**Action item A**. In the Banksia meisneri text, copy word for word the part that opens with the words containing "In 1981, Alex" and closes with "or directed downwards.".
**Action item B**. According to the Banksia meisneri text, in what year did George raise the two varieties of B. meisneri to subspecies status?

In 1891, Otto Kuntze, in his Revisio Generum Plantarum, rejected the generic name Banksia L.f., on the grounds that the name Banksia had previously been published in 1776 as Banksia J.R.Forst & G.Forst, referring to the genus now known as Pimelea. Kuntze proposed Sirmuellera as an alternative, referring to this species as Sirmuellera meisneri. This application of the principle of priority was largely ignored by Kuntze's contemporaries, and Banksia L.f. was formally conserved and Sirmuellera rejected in 1940.

In 1981, Alex George described two varieties of B. meisneri in the journal Nuytsia:
- Banksia meisneri var. ascendens A.S.George that has leaves 8–15 mm long and more or less directed upwards;
- Banksia meisneri Lehm. var. meisneri that has leaves 3–7 mm long and spreading or directed downwards.

In 1996, George raised the two varieties of B. meisneri to subspecies status and the names have been accepted at the Australian Plant Census:
- Banksia meisneri subsp. ascendens (A.S.George) A.S.George;
- Banksia meisneri (A.S.George) A.S.George subsp. meisneri.

==Distribution and habitat==
Meisner's banksia is found between Collie, Pingrup and Tenterden in the Avon Wheatbelt, Esperance Plains and Jarrah Forest biogeographic regions of Western Australia. It grows in deep sand in shrubland and low woodland in low-lying flats.

**Records**.

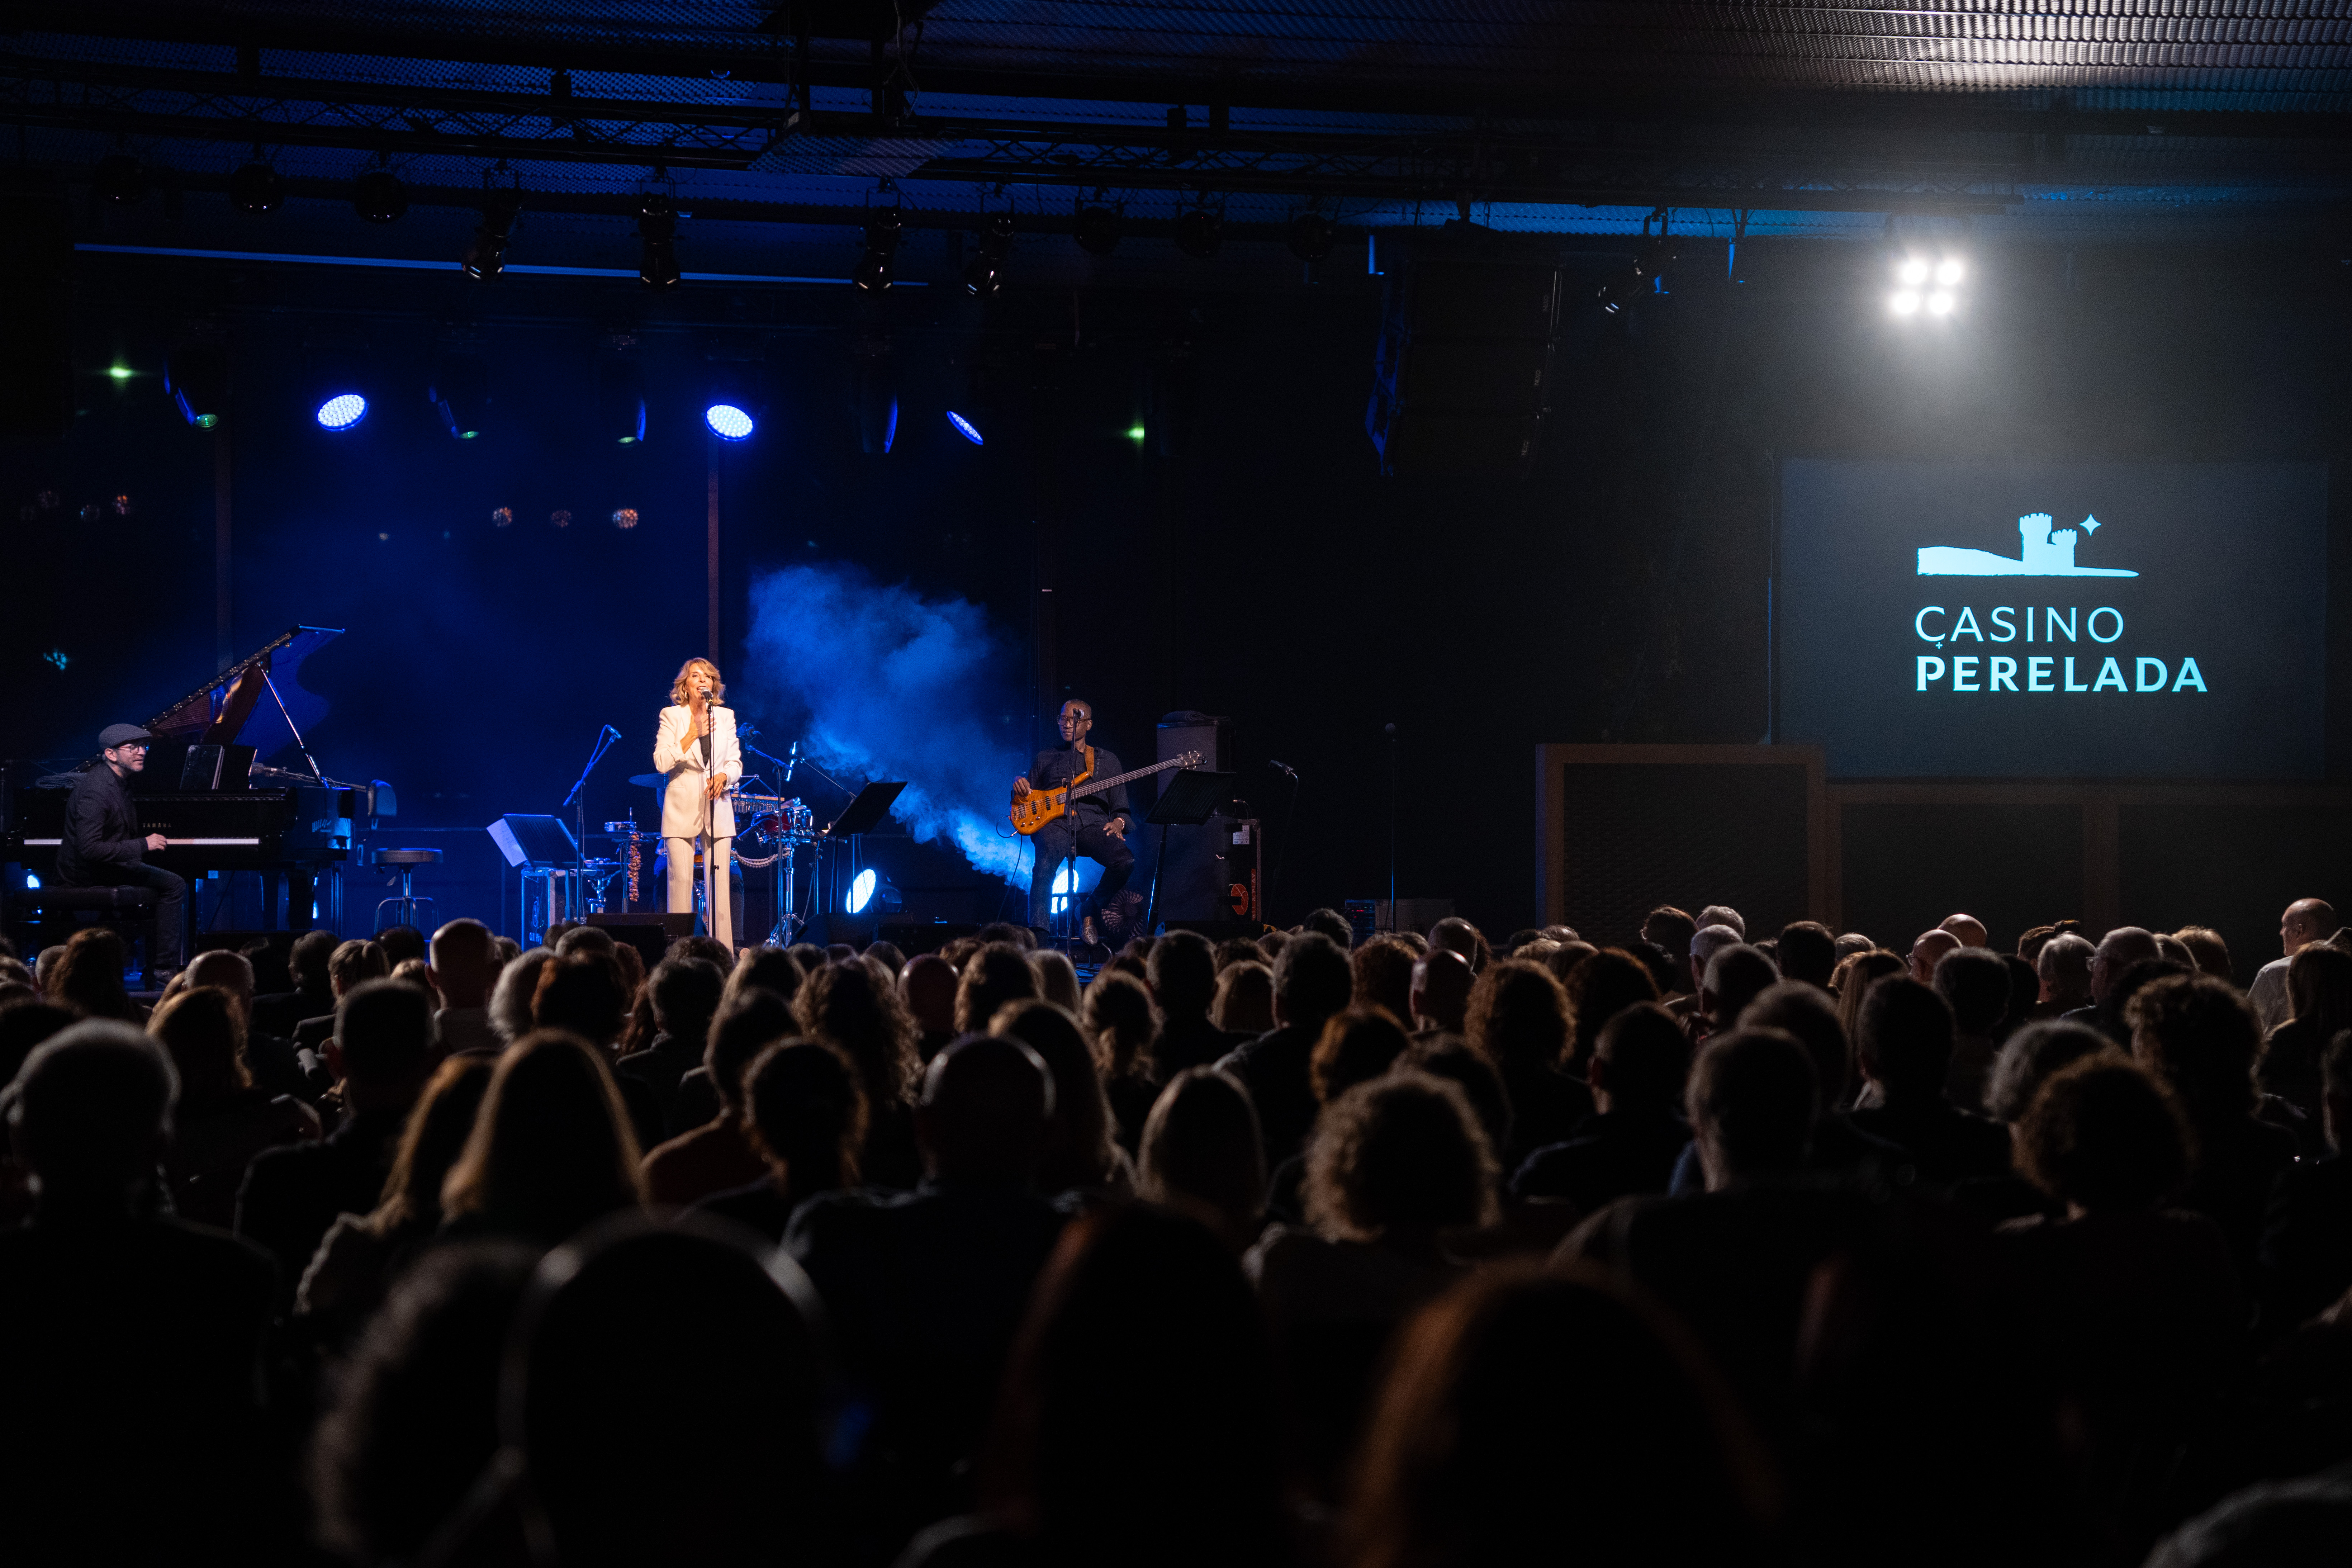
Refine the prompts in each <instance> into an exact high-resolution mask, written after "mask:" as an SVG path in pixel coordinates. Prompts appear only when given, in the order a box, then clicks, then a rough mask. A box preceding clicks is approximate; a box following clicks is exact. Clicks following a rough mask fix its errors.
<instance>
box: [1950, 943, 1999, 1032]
mask: <svg viewBox="0 0 2352 1568" xmlns="http://www.w3.org/2000/svg"><path fill="white" fill-rule="evenodd" d="M1936 994H1938V997H1943V1004H1945V1006H1947V1009H1952V1027H1955V1030H1957V1032H1962V1034H1978V1037H1983V1034H1992V1032H1994V1030H1997V1027H2002V1018H2004V1016H2006V1013H2009V966H2006V964H2002V954H1997V952H1992V950H1990V947H1959V950H1955V952H1947V954H1943V957H1940V959H1936Z"/></svg>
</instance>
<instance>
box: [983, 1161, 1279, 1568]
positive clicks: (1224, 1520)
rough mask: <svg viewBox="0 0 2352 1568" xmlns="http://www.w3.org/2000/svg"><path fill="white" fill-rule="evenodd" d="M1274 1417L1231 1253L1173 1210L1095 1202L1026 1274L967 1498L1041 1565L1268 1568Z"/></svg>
mask: <svg viewBox="0 0 2352 1568" xmlns="http://www.w3.org/2000/svg"><path fill="white" fill-rule="evenodd" d="M1282 1418H1284V1410H1282V1380H1279V1378H1277V1375H1275V1359H1272V1349H1270V1345H1268V1335H1265V1316H1263V1312H1261V1309H1258V1302H1256V1295H1254V1293H1251V1288H1249V1281H1247V1279H1244V1276H1242V1267H1240V1262H1237V1260H1235V1255H1232V1251H1230V1248H1228V1246H1223V1244H1221V1241H1218V1239H1216V1237H1214V1234H1211V1232H1209V1229H1207V1227H1202V1225H1200V1222H1197V1220H1190V1218H1185V1215H1176V1213H1167V1211H1160V1208H1145V1206H1136V1204H1120V1206H1103V1208H1096V1211H1091V1213H1087V1215H1082V1218H1077V1220H1073V1222H1070V1225H1068V1227H1065V1229H1063V1234H1061V1244H1058V1246H1056V1248H1054V1255H1051V1260H1049V1262H1047V1267H1044V1274H1040V1279H1037V1291H1035V1295H1033V1300H1030V1312H1028V1319H1025V1324H1023V1326H1021V1333H1018V1338H1016V1340H1014V1352H1011V1363H1009V1368H1007V1375H1004V1394H1002V1399H1000V1403H997V1420H995V1432H993V1436H990V1443H988V1448H985V1450H983V1460H981V1500H983V1505H985V1507H988V1512H990V1516H995V1519H1002V1521H1007V1523H1011V1526H1014V1528H1016V1530H1018V1533H1021V1535H1028V1537H1030V1540H1035V1542H1037V1561H1047V1563H1136V1566H1138V1568H1197V1566H1200V1563H1209V1561H1218V1563H1237V1566H1244V1563H1247V1566H1251V1568H1258V1566H1263V1568H1272V1563H1279V1561H1289V1556H1291V1552H1289V1549H1287V1547H1289V1519H1287V1500H1284V1479H1287V1476H1284V1462H1287V1453H1284V1448H1287V1443H1284V1420H1282ZM1105 1432H1120V1434H1122V1439H1120V1441H1117V1443H1105V1441H1103V1434H1105Z"/></svg>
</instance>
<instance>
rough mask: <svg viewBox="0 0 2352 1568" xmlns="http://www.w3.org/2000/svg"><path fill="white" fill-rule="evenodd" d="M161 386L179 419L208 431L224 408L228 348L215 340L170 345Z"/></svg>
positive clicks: (227, 363)
mask: <svg viewBox="0 0 2352 1568" xmlns="http://www.w3.org/2000/svg"><path fill="white" fill-rule="evenodd" d="M162 388H165V390H167V393H172V404H174V407H179V416H181V418H186V421H188V423H191V425H195V428H198V430H212V428H214V425H219V423H221V414H223V411H226V409H228V350H226V348H221V346H216V343H191V346H186V348H174V350H172V357H169V360H165V362H162Z"/></svg>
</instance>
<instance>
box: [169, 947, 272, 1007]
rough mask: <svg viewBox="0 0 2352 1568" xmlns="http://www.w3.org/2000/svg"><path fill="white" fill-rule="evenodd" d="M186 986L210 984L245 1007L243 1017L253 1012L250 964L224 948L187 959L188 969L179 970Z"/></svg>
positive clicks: (203, 952)
mask: <svg viewBox="0 0 2352 1568" xmlns="http://www.w3.org/2000/svg"><path fill="white" fill-rule="evenodd" d="M181 973H183V976H186V983H188V985H212V987H214V990H223V992H228V994H230V997H235V999H238V1004H240V1006H245V1013H247V1018H249V1016H252V1011H254V961H252V959H249V957H245V954H242V952H230V950H228V947H214V950H212V952H200V954H195V957H193V959H188V969H186V971H181Z"/></svg>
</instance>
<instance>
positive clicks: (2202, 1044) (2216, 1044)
mask: <svg viewBox="0 0 2352 1568" xmlns="http://www.w3.org/2000/svg"><path fill="white" fill-rule="evenodd" d="M2124 1018H2126V1020H2129V1023H2131V1053H2133V1056H2136V1058H2138V1060H2140V1063H2143V1065H2145V1067H2147V1070H2150V1072H2154V1074H2157V1077H2159V1079H2164V1084H2166V1086H2169V1088H2171V1091H2173V1093H2176V1095H2180V1107H2183V1110H2187V1114H2190V1121H2192V1124H2197V1126H2216V1124H2220V1121H2227V1119H2232V1117H2244V1114H2246V1112H2251V1110H2253V1103H2256V1088H2253V1065H2256V1060H2258V1058H2260V1053H2263V1025H2260V1023H2256V1018H2253V1009H2251V1006H2246V999H2244V997H2241V994H2239V992H2237V987H2232V985H2230V983H2225V980H2213V978H2209V976H2161V978H2157V980H2150V983H2147V985H2140V987H2138V990H2136V992H2133V994H2131V1004H2129V1006H2126V1011H2124Z"/></svg>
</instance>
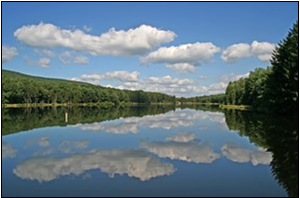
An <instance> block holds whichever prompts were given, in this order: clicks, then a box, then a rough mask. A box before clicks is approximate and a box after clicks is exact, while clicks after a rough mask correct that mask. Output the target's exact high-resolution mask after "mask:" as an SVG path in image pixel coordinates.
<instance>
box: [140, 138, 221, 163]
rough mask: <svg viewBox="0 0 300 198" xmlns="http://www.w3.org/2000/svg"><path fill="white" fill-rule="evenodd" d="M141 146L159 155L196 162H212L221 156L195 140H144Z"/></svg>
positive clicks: (171, 157) (172, 158)
mask: <svg viewBox="0 0 300 198" xmlns="http://www.w3.org/2000/svg"><path fill="white" fill-rule="evenodd" d="M141 147H142V148H145V149H147V150H148V151H149V152H151V153H154V154H156V155H157V156H159V157H163V158H170V159H172V160H182V161H186V162H194V163H212V162H213V161H215V160H216V159H219V158H220V155H219V154H218V153H215V152H214V151H213V150H212V149H211V148H210V147H209V146H207V145H201V144H197V143H195V142H142V143H141Z"/></svg>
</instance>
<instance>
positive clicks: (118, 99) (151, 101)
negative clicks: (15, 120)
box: [2, 70, 175, 105]
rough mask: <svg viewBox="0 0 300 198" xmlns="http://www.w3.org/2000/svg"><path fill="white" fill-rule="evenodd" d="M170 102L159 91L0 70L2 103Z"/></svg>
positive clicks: (171, 101)
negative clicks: (142, 90)
mask: <svg viewBox="0 0 300 198" xmlns="http://www.w3.org/2000/svg"><path fill="white" fill-rule="evenodd" d="M105 102H108V103H112V104H114V105H118V104H120V103H144V104H148V103H174V102H175V97H174V96H169V95H167V94H162V93H153V92H144V91H129V90H118V89H113V88H106V87H102V86H97V85H92V84H88V83H83V82H74V81H68V80H60V79H48V78H41V77H34V76H29V75H24V74H20V73H17V72H12V71H7V70H2V104H33V103H51V104H55V103H68V104H74V103H105Z"/></svg>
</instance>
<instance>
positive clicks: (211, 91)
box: [207, 73, 250, 94]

**Final answer A**.
In 1981, Alex George described two varieties of B. meisneri in the journal Nuytsia:
- Banksia meisneri var. ascendens A.S.George that has leaves 8–15 mm long and more or less directed upwards;
- Banksia meisneri Lehm. var. meisneri that has leaves 3–7 mm long and spreading or directed downwards.

**Final answer B**. 1996